- **Task brief**: Can you rewrite the entries below as a two-column CSV with the headers "prompt" and "boxes", one row per request, where each request's text and its answer each sit in a single quoted field with line breaks replaced by spaces? Leave the pictures out.

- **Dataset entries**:
++++

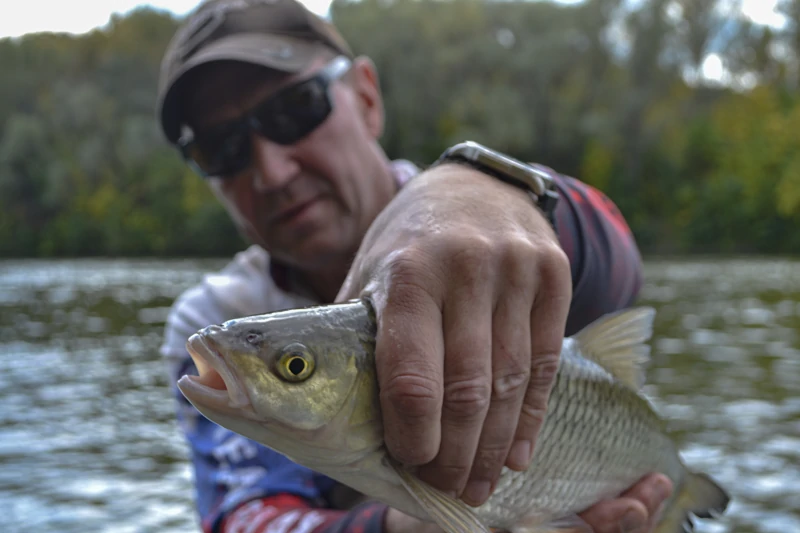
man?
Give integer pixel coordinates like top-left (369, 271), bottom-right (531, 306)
top-left (159, 0), bottom-right (671, 533)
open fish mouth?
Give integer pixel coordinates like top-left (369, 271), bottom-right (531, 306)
top-left (178, 333), bottom-right (251, 409)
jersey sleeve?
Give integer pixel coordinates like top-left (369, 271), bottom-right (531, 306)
top-left (540, 167), bottom-right (642, 335)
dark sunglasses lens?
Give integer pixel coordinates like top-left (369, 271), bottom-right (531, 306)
top-left (185, 128), bottom-right (250, 177)
top-left (257, 79), bottom-right (331, 144)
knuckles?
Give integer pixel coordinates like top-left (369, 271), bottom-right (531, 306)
top-left (442, 376), bottom-right (492, 421)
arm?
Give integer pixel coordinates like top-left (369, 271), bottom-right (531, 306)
top-left (539, 166), bottom-right (642, 336)
top-left (337, 164), bottom-right (668, 531)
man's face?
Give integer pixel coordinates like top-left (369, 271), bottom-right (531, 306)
top-left (181, 58), bottom-right (395, 270)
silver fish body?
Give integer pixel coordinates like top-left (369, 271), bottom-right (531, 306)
top-left (179, 301), bottom-right (728, 533)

++++

- **Exercise output**:
prompt,boxes
"man? Give integer pixel coordinates like top-left (369, 271), bottom-right (531, 306)","top-left (159, 0), bottom-right (671, 533)"
"open fish mouth? Give integer pixel coordinates like top-left (369, 271), bottom-right (531, 306)","top-left (178, 333), bottom-right (251, 409)"
"jersey sleeve? Give integer pixel coordinates like top-left (369, 271), bottom-right (531, 306)","top-left (540, 167), bottom-right (642, 335)"
"dark sunglasses lens? Give integer pixel coordinates like top-left (369, 271), bottom-right (531, 306)","top-left (185, 128), bottom-right (250, 177) top-left (257, 79), bottom-right (331, 144)"
"knuckles? Give integer pixel coordinates like top-left (369, 271), bottom-right (531, 306)","top-left (442, 376), bottom-right (492, 421)"
"arm? Give integer pixel coordinates like top-left (369, 271), bottom-right (531, 306)","top-left (539, 166), bottom-right (642, 336) top-left (337, 164), bottom-right (668, 531)"
"man's face? Give integer pixel coordinates like top-left (369, 271), bottom-right (531, 306)","top-left (181, 58), bottom-right (395, 270)"
"silver fish body? Give integer pixel coordinates like top-left (369, 271), bottom-right (531, 306)","top-left (179, 301), bottom-right (728, 533)"